*Given instruction A*.
In the article on Thomas Mill and Miller's House, on what date was the site listed on the National Register of Historic Places?

*Article*.
════════
Thomas Mill and Miller's House is a historic grist mill and adjacent dwelling in West Whiteland Township, Chester County, Pennsylvania. Erected between 1744 and 1754, the buildings are made of frame and stone and formed part of the extensive Thomas family holdings in the area. The site was listed on the National Register of Historic Places on May 19, 2004.

Description and history  
Thomas Mill and Miller's House is part of a thematic group of National Register-listed properties affiliated with the Thomas family, including Whitford Hall, Whitford Lodge, and Ivy Cottage. The mill was built in 1744 under the supervision of Richard Thomas II (1713–1754), grandson of the one of the original Quaker colonists whom William Penn deeded land in Pennsylvania. Richard's father, Richard Thomas I (1672–1744), probably created the plans for the mill, whose features such as an interrupted sill and double studs laid flat had been obsolete in English architecture since 1700. The gristmill resembles an earthfast building in that massive upright posts provide most of the support for the upper floors while the sills connect the bays. This mill is the sole surviving example of this vernacular construction style in the mid-Atlantic. The building rests on a fieldstone foundation (mostly limestone), while the upper story is built using timber framing. Exterior siding is riven shingle over clapboard.
════════
*Given instruction B*.
Convert the part of the records that opens with the line containing "Where can the brick" and runs through the end of the records into a Markdown table with the columns n and Line. Give each line its own numbered row and leave out blank lines.
════════
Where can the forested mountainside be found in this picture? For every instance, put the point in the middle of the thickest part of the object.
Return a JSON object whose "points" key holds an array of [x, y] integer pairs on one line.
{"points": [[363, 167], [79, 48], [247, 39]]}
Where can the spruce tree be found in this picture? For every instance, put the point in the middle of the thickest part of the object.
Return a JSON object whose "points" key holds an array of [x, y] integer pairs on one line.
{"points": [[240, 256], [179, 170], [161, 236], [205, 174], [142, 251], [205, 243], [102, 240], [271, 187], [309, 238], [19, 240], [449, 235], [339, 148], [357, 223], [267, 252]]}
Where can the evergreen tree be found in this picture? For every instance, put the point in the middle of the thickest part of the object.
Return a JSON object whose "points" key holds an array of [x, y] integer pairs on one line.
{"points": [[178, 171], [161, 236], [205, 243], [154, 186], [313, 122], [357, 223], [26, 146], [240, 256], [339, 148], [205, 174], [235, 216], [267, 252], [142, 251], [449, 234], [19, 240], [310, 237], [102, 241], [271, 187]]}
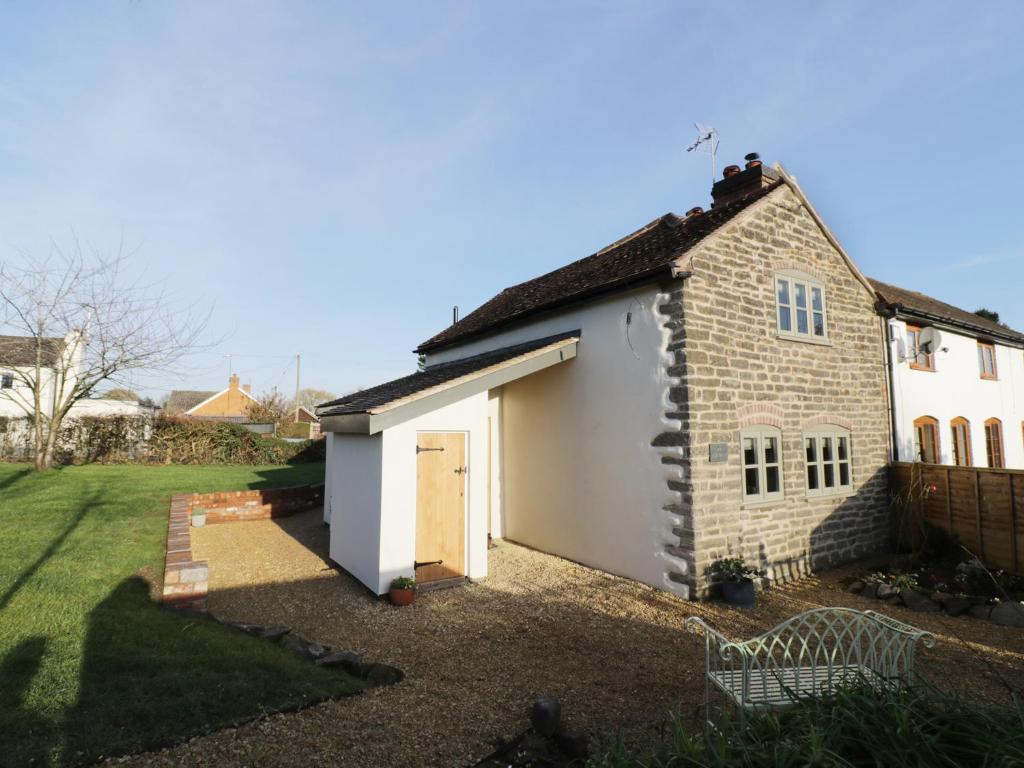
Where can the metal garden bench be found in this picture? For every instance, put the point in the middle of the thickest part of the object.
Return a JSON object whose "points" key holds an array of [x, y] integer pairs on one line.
{"points": [[810, 654]]}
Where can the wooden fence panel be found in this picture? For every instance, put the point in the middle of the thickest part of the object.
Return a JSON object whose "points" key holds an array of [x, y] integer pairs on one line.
{"points": [[984, 508]]}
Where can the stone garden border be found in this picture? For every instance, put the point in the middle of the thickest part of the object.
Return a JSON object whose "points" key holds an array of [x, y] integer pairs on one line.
{"points": [[1006, 613], [186, 581]]}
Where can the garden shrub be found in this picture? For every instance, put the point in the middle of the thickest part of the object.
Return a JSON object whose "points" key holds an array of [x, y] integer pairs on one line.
{"points": [[858, 727]]}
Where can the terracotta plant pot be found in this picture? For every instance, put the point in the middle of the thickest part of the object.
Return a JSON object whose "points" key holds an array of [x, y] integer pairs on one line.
{"points": [[401, 596], [739, 593]]}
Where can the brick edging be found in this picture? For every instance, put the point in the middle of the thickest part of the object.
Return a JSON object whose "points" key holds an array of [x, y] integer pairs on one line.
{"points": [[186, 581]]}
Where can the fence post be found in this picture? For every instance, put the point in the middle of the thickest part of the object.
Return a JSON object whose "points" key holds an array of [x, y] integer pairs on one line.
{"points": [[949, 502], [977, 513], [1013, 524]]}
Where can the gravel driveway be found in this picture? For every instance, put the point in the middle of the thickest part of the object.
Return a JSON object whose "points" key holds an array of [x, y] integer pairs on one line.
{"points": [[475, 656]]}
════════
*Task output A*.
May 19, 2004

*Task output B*.
| n | Line |
|---|---|
| 1 | Where can the brick edging be found in this picture? For every instance, put the point in the middle of the thickest part of the object. |
| 2 | Return a JSON object whose "points" key holds an array of [x, y] integer pairs on one line. |
| 3 | {"points": [[186, 581]]} |
| 4 | Where can the fence post be found in this picture? For every instance, put the point in the middle of the thickest part of the object. |
| 5 | Return a JSON object whose "points" key holds an array of [x, y] integer pairs on one line. |
| 6 | {"points": [[949, 502], [977, 513], [1013, 524]]} |
| 7 | Where can the gravel driveway be found in this picture? For every instance, put the point in the middle of the thickest part of the object. |
| 8 | Return a JSON object whose "points" key holds an array of [x, y] integer pairs on one line. |
| 9 | {"points": [[475, 656]]} |